## Exercise directions:
Recast every line of the records below as a numbered list, omitting blank lines.

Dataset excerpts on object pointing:
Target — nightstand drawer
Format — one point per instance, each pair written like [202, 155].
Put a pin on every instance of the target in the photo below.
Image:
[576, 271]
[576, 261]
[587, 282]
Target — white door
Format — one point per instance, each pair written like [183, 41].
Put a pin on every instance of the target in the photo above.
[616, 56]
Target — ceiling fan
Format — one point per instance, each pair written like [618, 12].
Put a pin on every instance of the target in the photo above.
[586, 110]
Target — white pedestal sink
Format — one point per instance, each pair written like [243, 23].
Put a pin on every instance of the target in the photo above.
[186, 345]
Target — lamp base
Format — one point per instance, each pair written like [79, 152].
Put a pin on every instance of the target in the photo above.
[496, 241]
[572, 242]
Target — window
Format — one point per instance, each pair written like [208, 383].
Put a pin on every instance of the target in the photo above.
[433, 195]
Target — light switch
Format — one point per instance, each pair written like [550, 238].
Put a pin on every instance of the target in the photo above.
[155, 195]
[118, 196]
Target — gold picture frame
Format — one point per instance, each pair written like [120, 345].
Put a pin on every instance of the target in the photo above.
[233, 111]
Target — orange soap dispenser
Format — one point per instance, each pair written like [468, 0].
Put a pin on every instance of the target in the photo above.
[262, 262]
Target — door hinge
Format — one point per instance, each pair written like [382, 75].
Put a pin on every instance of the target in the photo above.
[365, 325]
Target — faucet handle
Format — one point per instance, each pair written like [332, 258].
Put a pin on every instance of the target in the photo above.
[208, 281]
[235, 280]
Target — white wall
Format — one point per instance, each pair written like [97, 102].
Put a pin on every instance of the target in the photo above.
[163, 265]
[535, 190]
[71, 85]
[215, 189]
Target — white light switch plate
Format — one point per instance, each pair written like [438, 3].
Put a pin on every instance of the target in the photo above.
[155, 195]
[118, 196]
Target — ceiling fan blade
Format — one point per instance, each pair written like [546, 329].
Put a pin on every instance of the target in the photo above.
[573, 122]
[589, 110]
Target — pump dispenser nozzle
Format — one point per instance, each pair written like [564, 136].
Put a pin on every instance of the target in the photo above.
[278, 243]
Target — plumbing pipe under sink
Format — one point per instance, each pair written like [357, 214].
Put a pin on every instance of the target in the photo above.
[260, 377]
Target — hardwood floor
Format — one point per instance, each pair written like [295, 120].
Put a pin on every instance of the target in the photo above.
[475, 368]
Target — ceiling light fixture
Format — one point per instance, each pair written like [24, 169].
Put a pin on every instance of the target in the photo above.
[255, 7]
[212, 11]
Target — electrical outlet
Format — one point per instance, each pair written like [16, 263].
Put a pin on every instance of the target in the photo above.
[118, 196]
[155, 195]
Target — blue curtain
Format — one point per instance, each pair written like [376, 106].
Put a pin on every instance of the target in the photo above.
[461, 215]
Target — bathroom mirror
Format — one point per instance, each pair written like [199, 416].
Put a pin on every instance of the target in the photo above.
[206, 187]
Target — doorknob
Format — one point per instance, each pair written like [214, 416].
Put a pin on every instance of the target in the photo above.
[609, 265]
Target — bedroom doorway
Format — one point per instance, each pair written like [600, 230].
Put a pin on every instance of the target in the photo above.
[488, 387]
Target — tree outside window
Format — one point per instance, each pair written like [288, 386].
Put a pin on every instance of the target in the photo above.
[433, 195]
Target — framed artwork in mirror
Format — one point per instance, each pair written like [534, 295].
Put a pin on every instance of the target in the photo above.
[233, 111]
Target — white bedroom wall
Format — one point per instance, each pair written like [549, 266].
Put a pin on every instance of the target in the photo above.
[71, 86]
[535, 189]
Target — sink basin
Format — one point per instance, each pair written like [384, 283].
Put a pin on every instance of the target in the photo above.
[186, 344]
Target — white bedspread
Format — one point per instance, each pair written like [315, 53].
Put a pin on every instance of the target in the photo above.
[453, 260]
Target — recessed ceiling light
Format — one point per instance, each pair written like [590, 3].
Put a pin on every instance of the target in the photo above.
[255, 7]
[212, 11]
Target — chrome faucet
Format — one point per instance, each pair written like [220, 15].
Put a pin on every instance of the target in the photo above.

## Complete output:
1. Target — nightstand drawer
2. Format — one point per instance, each pair written like [202, 155].
3. Put a pin on every instance of the target in the photo below.
4. Image:
5. [576, 271]
6. [576, 261]
7. [587, 282]
8. Target — white door
9. Format — one point per instance, each pair written like [183, 41].
10. Put a pin on every instance of the target in the photo above.
11. [616, 56]
12. Target — ceiling fan
13. Format — one point per instance, each pair written like [618, 12].
14. Put a pin on every instance of the target in the photo above.
15. [586, 110]
16. Target — white pedestal sink
17. Format — one point per instance, each pair written like [243, 23].
18. Put a pin on every instance of the target in the photo above.
19. [186, 345]
20. Target — lamp base
21. Format — one point per instance, each pair written like [79, 152].
22. Put a pin on every instance of the target in the photo above.
23. [496, 241]
24. [572, 242]
25. Target — window
26. Format — one point per instance, each pair written like [208, 383].
27. Put a pin on every instance of the target in the photo above.
28. [433, 195]
29. Target — light switch
30. Format — one point per instance, each pair written like [550, 238].
31. Put a pin on every instance of the target in the photo above.
32. [155, 195]
33. [118, 196]
34. Target — gold picture frame
35. Format — one point per instance, each pair written like [120, 345].
36. Put a pin on every instance of the target in the photo above.
37. [233, 111]
38. Target — orange soap dispenser
39. Format — one point per instance, each pair written like [468, 0].
40. Put a pin on every instance of the target in the photo above.
41. [262, 262]
42. Target — door hinge
43. Format — one point per instance, each pair written like [382, 75].
44. Put a pin on every instance of the target in the photo above.
45. [365, 325]
46. Target — faucet handle
47. Format — one point per instance, each pair written like [332, 258].
48. Put a pin on every instance of the target in the photo above.
49. [208, 281]
50. [235, 280]
51. Target — white wall
52. Format — one point per instance, each pair written like [97, 102].
53. Put a pin on every instance of the target in the photo above.
54. [163, 265]
55. [535, 190]
56. [71, 85]
57. [215, 189]
58. Target — white light switch plate
59. Format — one point per instance, each pair written like [438, 3].
60. Put a pin on every instance of the target in the photo above.
61. [155, 195]
62. [118, 196]
63. Target — ceiling fan blade
64. Format — one point per instance, each pair written like [546, 329].
65. Put a pin on every instance of the target in the photo above.
66. [573, 122]
67. [589, 110]
68. Target — pump dispenser nozzle
69. Format — one point per instance, each pair written like [564, 136].
70. Put a pin on every instance of the target in the photo above.
71. [278, 243]
72. Target — plumbing pipe under sink
73. Format — one point per instance, each pair written like [357, 214].
74. Put a pin on every instance of the target in the photo above.
75. [260, 377]
76. Target — hardwood floor
77. Format — one point per instance, each pair written like [295, 120].
78. Put a pin on every instance of the target in the photo above.
79. [475, 368]
80. Target — ceiling light fixture
81. Format — one point per instance, each pair written like [24, 169].
82. Put a pin on every instance of the target in the photo above.
83. [255, 7]
84. [212, 11]
85. Target — electrical outlet
86. Format — one point per instance, each pair written like [16, 263].
87. Put a pin on every instance of the target in the photo above.
88. [118, 196]
89. [155, 195]
90. Target — blue curtain
91. Format — one point per instance, each pair written like [376, 106].
92. Put a pin on every instance of the target in the photo above.
93. [461, 215]
94. Target — bathroom mirror
95. Format — one point per instance, each pair written like [199, 416].
96. Put a pin on every instance of the target in the photo above.
97. [206, 187]
98. Target — doorknob
99. Format — one point per instance, each pair written like [214, 416].
100. Put a pin on every instance of the target in the photo above.
101. [609, 265]
102. Target — bedroom doorway
103. Format — one point per instance, each pair written like [600, 230].
104. Put a pin on every instance of the target in the photo above.
105. [488, 387]
106. Target — tree outside window
107. Format — one point per instance, each pair written like [288, 386].
108. Put a pin on every instance of the target in the photo above.
109. [433, 195]
110. Target — framed artwork in mirror
111. Format — one point per instance, each pair written like [534, 295].
112. Put a pin on every instance of the target in the photo above.
113. [233, 111]
114. Target — white bedroom wall
115. Format — one point per instance, each pair written like [549, 266].
116. Put a pin on every instance of the target in the photo above.
117. [71, 86]
118. [535, 189]
119. Target — sink basin
120. Format — one point per instance, each pair written like [384, 283].
121. Put a pin on every instance of the target in the photo above.
122. [186, 344]
123. Target — white bedspread
124. Format — one point per instance, each pair written like [315, 53].
125. Put a pin on every instance of the target in the photo above.
126. [453, 260]
127. Target — recessed ceiling light
128. Format — one point per instance, each pair written like [590, 3].
129. Put a pin on every instance of the target in the photo above.
130. [255, 7]
131. [212, 11]
132. Target — chrome faucet
133. Format — one point per instance, each pair written like [220, 15].
134. Put a pin on every instance of the target in the photo above.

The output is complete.